Exercise objective: Please count how many lines in the items below contain the word "branch", treating uppercase and lowercase letters as different, and reply with that number alone.

Data records:

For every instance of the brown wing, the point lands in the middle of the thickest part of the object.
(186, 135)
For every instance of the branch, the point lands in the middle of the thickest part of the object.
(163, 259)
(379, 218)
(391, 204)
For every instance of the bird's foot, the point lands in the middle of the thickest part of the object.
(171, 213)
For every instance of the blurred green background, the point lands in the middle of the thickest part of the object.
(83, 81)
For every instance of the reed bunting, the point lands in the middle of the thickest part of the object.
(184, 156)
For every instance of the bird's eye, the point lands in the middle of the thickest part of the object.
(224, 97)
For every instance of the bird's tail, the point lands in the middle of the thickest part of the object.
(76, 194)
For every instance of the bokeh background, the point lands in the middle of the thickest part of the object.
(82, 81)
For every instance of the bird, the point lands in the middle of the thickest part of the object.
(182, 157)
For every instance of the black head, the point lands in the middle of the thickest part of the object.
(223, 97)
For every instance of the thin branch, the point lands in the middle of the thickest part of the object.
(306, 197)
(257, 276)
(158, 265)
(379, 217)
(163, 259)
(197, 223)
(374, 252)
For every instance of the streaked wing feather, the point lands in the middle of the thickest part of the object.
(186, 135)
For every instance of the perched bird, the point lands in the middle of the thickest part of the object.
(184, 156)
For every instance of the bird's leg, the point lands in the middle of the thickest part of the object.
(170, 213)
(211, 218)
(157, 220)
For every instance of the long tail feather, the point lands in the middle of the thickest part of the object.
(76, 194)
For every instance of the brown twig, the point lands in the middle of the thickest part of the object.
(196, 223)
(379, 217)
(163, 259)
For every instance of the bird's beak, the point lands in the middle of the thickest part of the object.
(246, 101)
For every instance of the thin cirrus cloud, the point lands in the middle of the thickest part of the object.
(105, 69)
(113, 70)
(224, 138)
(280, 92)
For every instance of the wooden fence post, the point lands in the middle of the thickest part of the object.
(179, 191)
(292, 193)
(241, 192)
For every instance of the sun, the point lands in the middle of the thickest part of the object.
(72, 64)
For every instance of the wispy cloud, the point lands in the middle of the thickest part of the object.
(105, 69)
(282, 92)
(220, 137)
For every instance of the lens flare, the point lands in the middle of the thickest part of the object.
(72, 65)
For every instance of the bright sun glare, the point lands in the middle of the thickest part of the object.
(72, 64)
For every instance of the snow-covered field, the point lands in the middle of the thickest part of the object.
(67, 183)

* * *

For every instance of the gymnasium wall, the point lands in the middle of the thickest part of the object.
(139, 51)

The response: 2